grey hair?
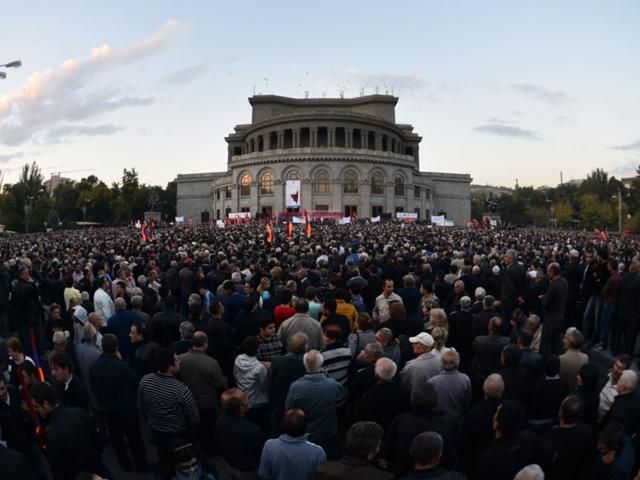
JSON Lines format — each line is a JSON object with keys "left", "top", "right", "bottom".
{"left": 131, "top": 295, "right": 143, "bottom": 308}
{"left": 441, "top": 350, "right": 460, "bottom": 371}
{"left": 514, "top": 464, "right": 545, "bottom": 480}
{"left": 619, "top": 370, "right": 638, "bottom": 393}
{"left": 82, "top": 323, "right": 97, "bottom": 342}
{"left": 179, "top": 321, "right": 195, "bottom": 339}
{"left": 303, "top": 350, "right": 324, "bottom": 373}
{"left": 565, "top": 327, "right": 584, "bottom": 349}
{"left": 459, "top": 296, "right": 472, "bottom": 310}
{"left": 483, "top": 373, "right": 505, "bottom": 399}
{"left": 374, "top": 357, "right": 397, "bottom": 381}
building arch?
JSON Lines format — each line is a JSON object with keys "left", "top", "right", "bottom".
{"left": 343, "top": 169, "right": 359, "bottom": 194}
{"left": 370, "top": 170, "right": 386, "bottom": 195}
{"left": 312, "top": 169, "right": 331, "bottom": 194}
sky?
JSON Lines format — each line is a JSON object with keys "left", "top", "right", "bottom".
{"left": 1, "top": 0, "right": 639, "bottom": 189}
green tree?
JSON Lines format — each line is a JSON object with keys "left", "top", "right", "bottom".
{"left": 554, "top": 201, "right": 573, "bottom": 227}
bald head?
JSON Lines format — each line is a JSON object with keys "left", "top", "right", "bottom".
{"left": 288, "top": 332, "right": 309, "bottom": 354}
{"left": 192, "top": 331, "right": 208, "bottom": 350}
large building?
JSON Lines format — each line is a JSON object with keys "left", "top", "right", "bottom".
{"left": 175, "top": 94, "right": 471, "bottom": 224}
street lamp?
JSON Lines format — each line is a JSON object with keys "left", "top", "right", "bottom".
{"left": 81, "top": 199, "right": 89, "bottom": 222}
{"left": 24, "top": 195, "right": 33, "bottom": 233}
{"left": 0, "top": 60, "right": 22, "bottom": 79}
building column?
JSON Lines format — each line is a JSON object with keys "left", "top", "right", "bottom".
{"left": 250, "top": 182, "right": 259, "bottom": 214}
{"left": 362, "top": 130, "right": 369, "bottom": 149}
{"left": 301, "top": 179, "right": 313, "bottom": 212}
{"left": 328, "top": 128, "right": 335, "bottom": 147}
{"left": 360, "top": 180, "right": 371, "bottom": 218}
{"left": 310, "top": 128, "right": 318, "bottom": 148}
{"left": 374, "top": 132, "right": 383, "bottom": 151}
{"left": 277, "top": 131, "right": 283, "bottom": 149}
{"left": 293, "top": 128, "right": 300, "bottom": 148}
{"left": 345, "top": 129, "right": 353, "bottom": 149}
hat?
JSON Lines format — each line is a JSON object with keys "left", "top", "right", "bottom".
{"left": 409, "top": 332, "right": 435, "bottom": 347}
{"left": 72, "top": 306, "right": 88, "bottom": 324}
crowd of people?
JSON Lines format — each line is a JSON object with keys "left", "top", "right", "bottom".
{"left": 1, "top": 221, "right": 640, "bottom": 479}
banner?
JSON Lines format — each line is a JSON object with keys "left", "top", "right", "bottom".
{"left": 285, "top": 180, "right": 301, "bottom": 208}
{"left": 228, "top": 212, "right": 252, "bottom": 220}
{"left": 431, "top": 215, "right": 445, "bottom": 225}
{"left": 371, "top": 216, "right": 381, "bottom": 223}
{"left": 340, "top": 217, "right": 351, "bottom": 224}
{"left": 216, "top": 220, "right": 225, "bottom": 228}
{"left": 174, "top": 216, "right": 184, "bottom": 223}
{"left": 291, "top": 216, "right": 305, "bottom": 224}
{"left": 396, "top": 212, "right": 418, "bottom": 223}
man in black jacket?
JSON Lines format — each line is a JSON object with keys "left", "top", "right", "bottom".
{"left": 31, "top": 382, "right": 108, "bottom": 480}
{"left": 49, "top": 351, "right": 90, "bottom": 411}
{"left": 268, "top": 332, "right": 307, "bottom": 433}
{"left": 540, "top": 262, "right": 568, "bottom": 358}
{"left": 542, "top": 396, "right": 593, "bottom": 480}
{"left": 612, "top": 261, "right": 640, "bottom": 356}
{"left": 600, "top": 369, "right": 640, "bottom": 436}
{"left": 89, "top": 334, "right": 149, "bottom": 473}
{"left": 0, "top": 427, "right": 34, "bottom": 480}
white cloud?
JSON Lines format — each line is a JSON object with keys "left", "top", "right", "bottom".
{"left": 0, "top": 151, "right": 24, "bottom": 163}
{"left": 474, "top": 123, "right": 541, "bottom": 140}
{"left": 160, "top": 64, "right": 209, "bottom": 86}
{"left": 0, "top": 20, "right": 182, "bottom": 146}
{"left": 512, "top": 82, "right": 571, "bottom": 105}
{"left": 612, "top": 140, "right": 640, "bottom": 152}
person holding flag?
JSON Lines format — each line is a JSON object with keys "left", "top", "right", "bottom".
{"left": 287, "top": 215, "right": 293, "bottom": 239}
{"left": 266, "top": 218, "right": 274, "bottom": 243}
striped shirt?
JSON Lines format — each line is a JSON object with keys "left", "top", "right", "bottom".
{"left": 138, "top": 373, "right": 200, "bottom": 434}
{"left": 321, "top": 344, "right": 352, "bottom": 406}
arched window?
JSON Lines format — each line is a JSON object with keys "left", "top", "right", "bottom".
{"left": 394, "top": 176, "right": 405, "bottom": 196}
{"left": 313, "top": 171, "right": 330, "bottom": 193}
{"left": 371, "top": 172, "right": 384, "bottom": 195}
{"left": 260, "top": 172, "right": 273, "bottom": 194}
{"left": 344, "top": 171, "right": 358, "bottom": 194}
{"left": 240, "top": 174, "right": 251, "bottom": 197}
{"left": 286, "top": 170, "right": 302, "bottom": 181}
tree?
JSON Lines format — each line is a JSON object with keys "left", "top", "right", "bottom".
{"left": 554, "top": 201, "right": 573, "bottom": 228}
{"left": 580, "top": 193, "right": 615, "bottom": 229}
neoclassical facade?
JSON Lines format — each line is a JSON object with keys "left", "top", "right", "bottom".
{"left": 176, "top": 95, "right": 471, "bottom": 224}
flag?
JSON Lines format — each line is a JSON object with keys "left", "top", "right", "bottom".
{"left": 601, "top": 228, "right": 609, "bottom": 242}
{"left": 141, "top": 222, "right": 149, "bottom": 242}
{"left": 266, "top": 221, "right": 274, "bottom": 243}
{"left": 287, "top": 217, "right": 293, "bottom": 239}
{"left": 305, "top": 211, "right": 312, "bottom": 239}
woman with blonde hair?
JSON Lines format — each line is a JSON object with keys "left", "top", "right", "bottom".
{"left": 431, "top": 326, "right": 454, "bottom": 359}
{"left": 426, "top": 307, "right": 448, "bottom": 333}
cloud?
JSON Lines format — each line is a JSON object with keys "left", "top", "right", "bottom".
{"left": 0, "top": 20, "right": 181, "bottom": 146}
{"left": 487, "top": 117, "right": 515, "bottom": 124}
{"left": 474, "top": 123, "right": 541, "bottom": 140}
{"left": 0, "top": 151, "right": 24, "bottom": 163}
{"left": 512, "top": 82, "right": 571, "bottom": 105}
{"left": 45, "top": 124, "right": 124, "bottom": 143}
{"left": 612, "top": 140, "right": 640, "bottom": 152}
{"left": 326, "top": 68, "right": 426, "bottom": 95}
{"left": 610, "top": 159, "right": 640, "bottom": 177}
{"left": 160, "top": 64, "right": 209, "bottom": 86}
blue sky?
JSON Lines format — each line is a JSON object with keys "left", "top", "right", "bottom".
{"left": 1, "top": 0, "right": 639, "bottom": 188}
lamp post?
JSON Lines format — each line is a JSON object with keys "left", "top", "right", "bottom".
{"left": 24, "top": 195, "right": 33, "bottom": 233}
{"left": 618, "top": 188, "right": 622, "bottom": 234}
{"left": 81, "top": 199, "right": 89, "bottom": 222}
{"left": 0, "top": 60, "right": 22, "bottom": 79}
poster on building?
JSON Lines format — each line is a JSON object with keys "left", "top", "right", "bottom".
{"left": 285, "top": 180, "right": 301, "bottom": 208}
{"left": 396, "top": 212, "right": 418, "bottom": 223}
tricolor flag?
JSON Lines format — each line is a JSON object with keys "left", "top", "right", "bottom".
{"left": 287, "top": 217, "right": 293, "bottom": 239}
{"left": 141, "top": 222, "right": 149, "bottom": 242}
{"left": 305, "top": 211, "right": 312, "bottom": 239}
{"left": 266, "top": 220, "right": 274, "bottom": 243}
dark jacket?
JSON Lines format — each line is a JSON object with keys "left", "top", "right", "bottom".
{"left": 151, "top": 309, "right": 183, "bottom": 346}
{"left": 457, "top": 398, "right": 502, "bottom": 474}
{"left": 384, "top": 411, "right": 452, "bottom": 476}
{"left": 315, "top": 457, "right": 394, "bottom": 480}
{"left": 472, "top": 334, "right": 509, "bottom": 377}
{"left": 216, "top": 413, "right": 265, "bottom": 471}
{"left": 60, "top": 374, "right": 90, "bottom": 411}
{"left": 357, "top": 380, "right": 410, "bottom": 433}
{"left": 542, "top": 422, "right": 593, "bottom": 480}
{"left": 528, "top": 376, "right": 569, "bottom": 420}
{"left": 398, "top": 466, "right": 467, "bottom": 480}
{"left": 0, "top": 445, "right": 35, "bottom": 480}
{"left": 600, "top": 391, "right": 640, "bottom": 436}
{"left": 43, "top": 406, "right": 104, "bottom": 480}
{"left": 474, "top": 429, "right": 551, "bottom": 480}
{"left": 106, "top": 309, "right": 139, "bottom": 359}
{"left": 89, "top": 354, "right": 139, "bottom": 414}
{"left": 269, "top": 353, "right": 306, "bottom": 425}
{"left": 541, "top": 277, "right": 568, "bottom": 320}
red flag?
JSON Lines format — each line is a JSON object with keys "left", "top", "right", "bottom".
{"left": 287, "top": 217, "right": 293, "bottom": 239}
{"left": 141, "top": 222, "right": 149, "bottom": 242}
{"left": 305, "top": 211, "right": 312, "bottom": 239}
{"left": 601, "top": 228, "right": 609, "bottom": 242}
{"left": 266, "top": 221, "right": 273, "bottom": 243}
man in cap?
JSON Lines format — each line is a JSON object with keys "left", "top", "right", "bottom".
{"left": 400, "top": 332, "right": 442, "bottom": 394}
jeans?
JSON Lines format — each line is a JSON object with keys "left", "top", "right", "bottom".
{"left": 583, "top": 295, "right": 601, "bottom": 342}
{"left": 596, "top": 303, "right": 617, "bottom": 349}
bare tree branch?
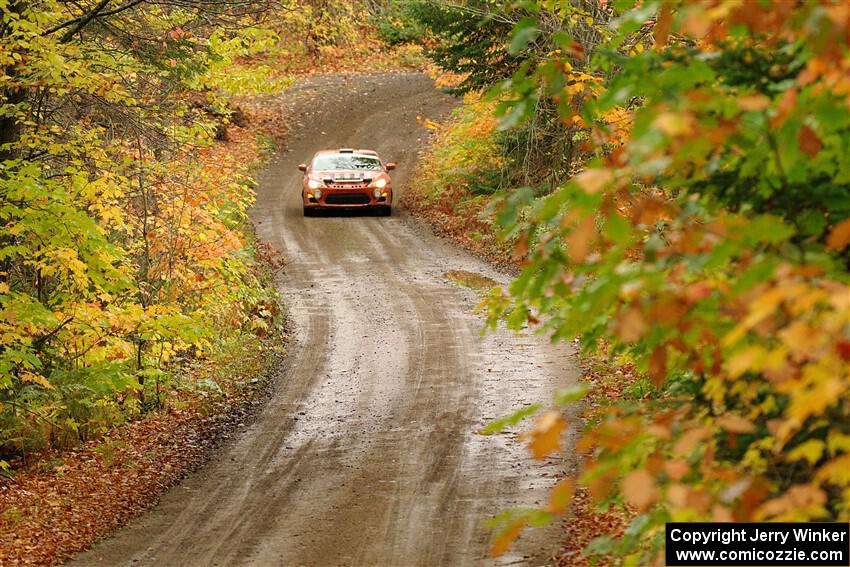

• EXERCISE REQUIREMENTS
Copy out, word for word, the part of the entries above that begins at the line with "striped shirt?" and ends at the line with "woman with blonde hair?", including both.

• TASK RESPONSE
striped shirt?
JSON Lines format — each line is a JSON object with keys "left", "top", "right", "bottom".
{"left": 138, "top": 373, "right": 200, "bottom": 434}
{"left": 321, "top": 344, "right": 352, "bottom": 406}
arched window?
JSON Lines format — each line is a JSON object with keys "left", "top", "right", "bottom".
{"left": 394, "top": 176, "right": 405, "bottom": 196}
{"left": 313, "top": 171, "right": 330, "bottom": 193}
{"left": 371, "top": 172, "right": 384, "bottom": 195}
{"left": 260, "top": 172, "right": 273, "bottom": 194}
{"left": 344, "top": 171, "right": 358, "bottom": 194}
{"left": 240, "top": 174, "right": 251, "bottom": 197}
{"left": 286, "top": 170, "right": 302, "bottom": 181}
tree?
JSON Lines format — each line is a JSON object with keys "left", "top", "right", "bottom".
{"left": 554, "top": 201, "right": 573, "bottom": 228}
{"left": 580, "top": 193, "right": 615, "bottom": 229}
neoclassical facade?
JSON Lines format — each line is a JSON object with keys "left", "top", "right", "bottom".
{"left": 176, "top": 95, "right": 471, "bottom": 224}
flag?
JSON Lines format — each line is a JSON object with keys "left", "top", "right", "bottom".
{"left": 601, "top": 228, "right": 609, "bottom": 242}
{"left": 141, "top": 222, "right": 149, "bottom": 242}
{"left": 266, "top": 221, "right": 274, "bottom": 243}
{"left": 287, "top": 217, "right": 293, "bottom": 239}
{"left": 305, "top": 211, "right": 312, "bottom": 239}
woman with blonde hair?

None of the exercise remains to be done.